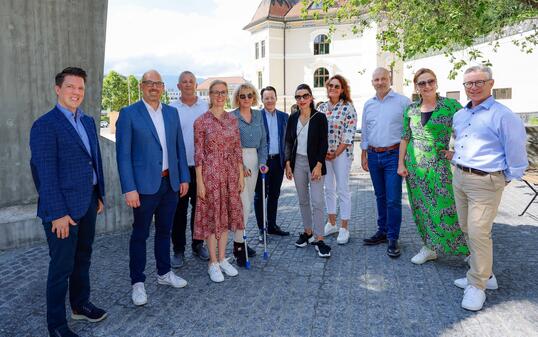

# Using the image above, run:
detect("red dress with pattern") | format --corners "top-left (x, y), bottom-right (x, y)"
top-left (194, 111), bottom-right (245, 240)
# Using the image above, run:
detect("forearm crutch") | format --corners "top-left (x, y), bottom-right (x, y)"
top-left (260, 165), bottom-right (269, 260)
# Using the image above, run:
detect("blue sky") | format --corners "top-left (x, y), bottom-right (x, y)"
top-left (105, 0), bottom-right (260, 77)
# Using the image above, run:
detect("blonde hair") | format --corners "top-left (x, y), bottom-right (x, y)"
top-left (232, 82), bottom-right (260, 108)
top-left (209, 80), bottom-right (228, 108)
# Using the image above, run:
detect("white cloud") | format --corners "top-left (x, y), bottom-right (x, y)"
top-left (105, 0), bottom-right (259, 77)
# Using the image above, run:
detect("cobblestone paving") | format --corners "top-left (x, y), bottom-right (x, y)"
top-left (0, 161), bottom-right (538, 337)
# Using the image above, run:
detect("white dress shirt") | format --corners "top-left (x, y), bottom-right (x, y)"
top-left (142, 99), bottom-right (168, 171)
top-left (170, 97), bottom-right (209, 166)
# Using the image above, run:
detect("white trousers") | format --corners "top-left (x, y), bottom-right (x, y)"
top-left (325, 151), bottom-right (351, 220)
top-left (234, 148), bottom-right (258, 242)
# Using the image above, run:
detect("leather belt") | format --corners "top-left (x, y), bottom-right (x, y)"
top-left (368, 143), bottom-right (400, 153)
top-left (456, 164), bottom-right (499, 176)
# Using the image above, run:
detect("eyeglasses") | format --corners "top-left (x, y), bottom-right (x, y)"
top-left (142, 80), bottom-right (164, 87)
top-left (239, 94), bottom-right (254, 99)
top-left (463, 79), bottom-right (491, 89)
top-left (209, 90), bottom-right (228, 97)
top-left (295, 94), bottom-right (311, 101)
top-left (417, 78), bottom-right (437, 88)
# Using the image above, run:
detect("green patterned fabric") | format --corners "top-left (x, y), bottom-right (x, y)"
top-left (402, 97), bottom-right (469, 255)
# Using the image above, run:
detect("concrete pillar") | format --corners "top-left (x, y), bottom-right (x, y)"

--------------------------------------------------

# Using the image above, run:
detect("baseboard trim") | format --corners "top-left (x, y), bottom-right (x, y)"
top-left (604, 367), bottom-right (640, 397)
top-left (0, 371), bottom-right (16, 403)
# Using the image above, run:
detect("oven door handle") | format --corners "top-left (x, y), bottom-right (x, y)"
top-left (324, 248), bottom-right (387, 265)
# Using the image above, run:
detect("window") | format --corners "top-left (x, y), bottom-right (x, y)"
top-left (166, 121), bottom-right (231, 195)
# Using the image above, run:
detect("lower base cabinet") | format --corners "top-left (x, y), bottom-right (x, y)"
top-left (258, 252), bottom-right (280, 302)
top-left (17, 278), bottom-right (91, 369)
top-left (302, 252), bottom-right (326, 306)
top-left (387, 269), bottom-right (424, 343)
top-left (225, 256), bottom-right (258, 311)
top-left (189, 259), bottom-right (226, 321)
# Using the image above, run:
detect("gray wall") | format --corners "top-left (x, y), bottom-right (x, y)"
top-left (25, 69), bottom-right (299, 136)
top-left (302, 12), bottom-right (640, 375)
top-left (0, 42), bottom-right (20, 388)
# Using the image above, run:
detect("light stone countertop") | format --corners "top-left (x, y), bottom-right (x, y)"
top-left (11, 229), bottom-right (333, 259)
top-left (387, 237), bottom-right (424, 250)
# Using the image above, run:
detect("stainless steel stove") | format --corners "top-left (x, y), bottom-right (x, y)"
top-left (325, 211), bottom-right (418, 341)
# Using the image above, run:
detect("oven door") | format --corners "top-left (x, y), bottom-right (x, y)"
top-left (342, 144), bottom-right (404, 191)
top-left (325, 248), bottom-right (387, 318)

--------------------------------------------------

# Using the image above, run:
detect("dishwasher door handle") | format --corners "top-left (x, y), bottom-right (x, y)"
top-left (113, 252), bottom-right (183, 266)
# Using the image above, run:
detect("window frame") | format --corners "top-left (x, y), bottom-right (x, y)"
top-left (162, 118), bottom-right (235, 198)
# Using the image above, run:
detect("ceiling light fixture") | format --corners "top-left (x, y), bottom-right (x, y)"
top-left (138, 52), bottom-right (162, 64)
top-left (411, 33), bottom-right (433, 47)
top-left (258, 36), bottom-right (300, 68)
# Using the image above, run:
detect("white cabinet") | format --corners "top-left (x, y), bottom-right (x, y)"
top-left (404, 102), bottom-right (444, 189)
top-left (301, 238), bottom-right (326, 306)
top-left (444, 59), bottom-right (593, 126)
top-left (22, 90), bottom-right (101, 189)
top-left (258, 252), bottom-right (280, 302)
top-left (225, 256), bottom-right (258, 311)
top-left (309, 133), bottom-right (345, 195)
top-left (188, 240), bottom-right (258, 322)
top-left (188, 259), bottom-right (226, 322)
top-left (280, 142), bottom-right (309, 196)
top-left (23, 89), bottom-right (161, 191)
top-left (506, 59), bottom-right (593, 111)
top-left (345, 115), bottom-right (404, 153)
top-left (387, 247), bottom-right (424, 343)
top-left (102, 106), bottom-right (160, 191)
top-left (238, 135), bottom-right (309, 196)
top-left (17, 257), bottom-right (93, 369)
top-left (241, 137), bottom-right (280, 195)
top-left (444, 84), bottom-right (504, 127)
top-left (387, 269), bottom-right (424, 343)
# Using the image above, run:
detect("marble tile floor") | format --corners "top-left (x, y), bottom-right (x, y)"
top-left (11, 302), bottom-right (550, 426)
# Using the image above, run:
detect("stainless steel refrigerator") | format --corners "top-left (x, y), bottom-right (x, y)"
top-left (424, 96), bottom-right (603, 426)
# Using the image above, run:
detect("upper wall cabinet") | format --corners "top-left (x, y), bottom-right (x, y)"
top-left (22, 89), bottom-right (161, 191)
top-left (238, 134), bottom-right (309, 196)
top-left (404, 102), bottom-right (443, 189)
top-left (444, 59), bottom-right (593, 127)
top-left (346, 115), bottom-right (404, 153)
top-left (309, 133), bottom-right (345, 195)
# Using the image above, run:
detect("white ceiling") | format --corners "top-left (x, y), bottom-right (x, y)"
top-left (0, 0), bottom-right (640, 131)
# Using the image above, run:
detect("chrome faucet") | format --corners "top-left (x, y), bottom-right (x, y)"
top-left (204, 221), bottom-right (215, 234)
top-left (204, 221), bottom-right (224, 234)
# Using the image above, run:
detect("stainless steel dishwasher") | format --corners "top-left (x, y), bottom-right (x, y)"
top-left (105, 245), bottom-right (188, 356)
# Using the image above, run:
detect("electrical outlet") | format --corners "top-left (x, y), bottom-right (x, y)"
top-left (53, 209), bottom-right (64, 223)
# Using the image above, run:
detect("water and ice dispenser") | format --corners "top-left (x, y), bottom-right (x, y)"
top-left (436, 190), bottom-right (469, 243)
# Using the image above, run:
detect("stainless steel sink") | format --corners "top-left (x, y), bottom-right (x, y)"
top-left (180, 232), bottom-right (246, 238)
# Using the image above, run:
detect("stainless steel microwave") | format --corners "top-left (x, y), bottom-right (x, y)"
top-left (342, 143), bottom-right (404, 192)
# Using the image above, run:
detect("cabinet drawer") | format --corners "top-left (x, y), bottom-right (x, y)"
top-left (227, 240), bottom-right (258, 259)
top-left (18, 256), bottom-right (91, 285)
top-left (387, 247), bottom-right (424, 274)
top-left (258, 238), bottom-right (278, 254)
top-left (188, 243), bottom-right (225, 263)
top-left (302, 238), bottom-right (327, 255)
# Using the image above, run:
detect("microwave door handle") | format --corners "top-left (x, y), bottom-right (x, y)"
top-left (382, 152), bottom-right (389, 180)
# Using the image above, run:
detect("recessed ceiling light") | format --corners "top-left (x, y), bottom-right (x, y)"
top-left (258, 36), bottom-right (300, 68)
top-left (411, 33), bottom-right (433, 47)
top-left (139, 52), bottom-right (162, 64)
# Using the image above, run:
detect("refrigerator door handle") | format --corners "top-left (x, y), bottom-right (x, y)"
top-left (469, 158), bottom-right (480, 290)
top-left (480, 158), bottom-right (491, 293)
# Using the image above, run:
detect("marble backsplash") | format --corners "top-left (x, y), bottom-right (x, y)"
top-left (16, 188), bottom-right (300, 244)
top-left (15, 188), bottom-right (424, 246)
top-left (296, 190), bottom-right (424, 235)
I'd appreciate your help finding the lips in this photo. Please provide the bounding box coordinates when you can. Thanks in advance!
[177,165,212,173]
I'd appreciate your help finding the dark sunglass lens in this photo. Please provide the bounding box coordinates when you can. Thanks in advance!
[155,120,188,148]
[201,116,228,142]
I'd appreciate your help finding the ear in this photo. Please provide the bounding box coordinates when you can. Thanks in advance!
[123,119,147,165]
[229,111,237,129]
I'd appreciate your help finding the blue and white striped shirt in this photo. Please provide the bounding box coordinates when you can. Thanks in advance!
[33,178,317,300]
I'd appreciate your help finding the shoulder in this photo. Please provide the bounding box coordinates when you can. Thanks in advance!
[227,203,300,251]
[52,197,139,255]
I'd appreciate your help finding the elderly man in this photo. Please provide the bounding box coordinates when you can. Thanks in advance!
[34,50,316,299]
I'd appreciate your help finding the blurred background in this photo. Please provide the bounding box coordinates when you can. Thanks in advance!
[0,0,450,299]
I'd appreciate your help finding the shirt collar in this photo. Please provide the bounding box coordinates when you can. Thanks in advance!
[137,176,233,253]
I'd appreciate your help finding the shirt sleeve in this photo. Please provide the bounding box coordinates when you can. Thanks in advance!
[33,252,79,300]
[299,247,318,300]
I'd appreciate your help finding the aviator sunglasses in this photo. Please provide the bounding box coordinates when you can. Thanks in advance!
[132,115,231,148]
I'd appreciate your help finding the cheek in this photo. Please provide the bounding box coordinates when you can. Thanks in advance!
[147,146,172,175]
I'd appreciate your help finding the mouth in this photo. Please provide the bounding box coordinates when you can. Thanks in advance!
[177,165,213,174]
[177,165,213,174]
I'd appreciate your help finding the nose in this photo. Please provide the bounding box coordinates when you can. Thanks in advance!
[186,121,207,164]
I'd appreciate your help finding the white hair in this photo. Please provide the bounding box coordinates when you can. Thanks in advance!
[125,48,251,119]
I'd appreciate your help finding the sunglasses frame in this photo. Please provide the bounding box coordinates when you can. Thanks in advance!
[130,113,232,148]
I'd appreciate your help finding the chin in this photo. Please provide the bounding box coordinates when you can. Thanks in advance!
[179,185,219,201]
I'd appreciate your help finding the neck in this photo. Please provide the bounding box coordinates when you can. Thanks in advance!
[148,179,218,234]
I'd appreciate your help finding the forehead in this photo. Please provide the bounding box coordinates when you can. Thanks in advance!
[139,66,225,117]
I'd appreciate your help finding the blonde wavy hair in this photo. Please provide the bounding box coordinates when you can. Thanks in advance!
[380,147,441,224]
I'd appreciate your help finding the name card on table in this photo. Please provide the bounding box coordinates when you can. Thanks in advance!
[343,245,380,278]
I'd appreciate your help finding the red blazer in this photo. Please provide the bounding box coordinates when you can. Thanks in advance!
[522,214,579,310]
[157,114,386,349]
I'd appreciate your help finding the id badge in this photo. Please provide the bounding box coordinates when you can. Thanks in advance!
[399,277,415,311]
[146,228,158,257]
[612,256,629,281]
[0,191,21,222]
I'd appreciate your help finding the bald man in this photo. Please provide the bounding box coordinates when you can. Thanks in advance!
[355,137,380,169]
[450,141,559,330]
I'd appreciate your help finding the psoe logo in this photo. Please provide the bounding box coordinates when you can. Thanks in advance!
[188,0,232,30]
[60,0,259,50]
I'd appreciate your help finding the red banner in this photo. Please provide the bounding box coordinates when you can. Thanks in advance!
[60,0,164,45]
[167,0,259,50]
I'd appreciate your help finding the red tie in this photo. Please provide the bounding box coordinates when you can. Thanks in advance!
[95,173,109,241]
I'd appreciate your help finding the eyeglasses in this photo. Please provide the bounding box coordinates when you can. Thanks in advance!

--------------------------------------------------

## WHAT THE TASK REQUIRES
Count the lines in the entries above that contain the word "sunglasses", treating uppercase and lowercase as different. Give the number alone.

## FINAL RESULT
2